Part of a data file
* Start *

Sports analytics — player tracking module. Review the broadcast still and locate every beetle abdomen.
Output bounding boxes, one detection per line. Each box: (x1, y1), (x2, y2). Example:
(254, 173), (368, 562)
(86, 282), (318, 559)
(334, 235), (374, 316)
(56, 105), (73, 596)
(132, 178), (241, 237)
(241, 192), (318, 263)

* End *

◆ What is asked: Copy the data above line for line, keeping every character unchanged.

◆ Answer for this exercise:
Sports analytics — player tracking module. Review the broadcast still and locate every beetle abdomen.
Output bounding boxes, one detection per line. Each box: (x1, y1), (x2, y2). Example:
(254, 173), (368, 562)
(86, 282), (318, 559)
(334, 235), (374, 316)
(56, 105), (73, 596)
(132, 178), (241, 237)
(241, 192), (318, 263)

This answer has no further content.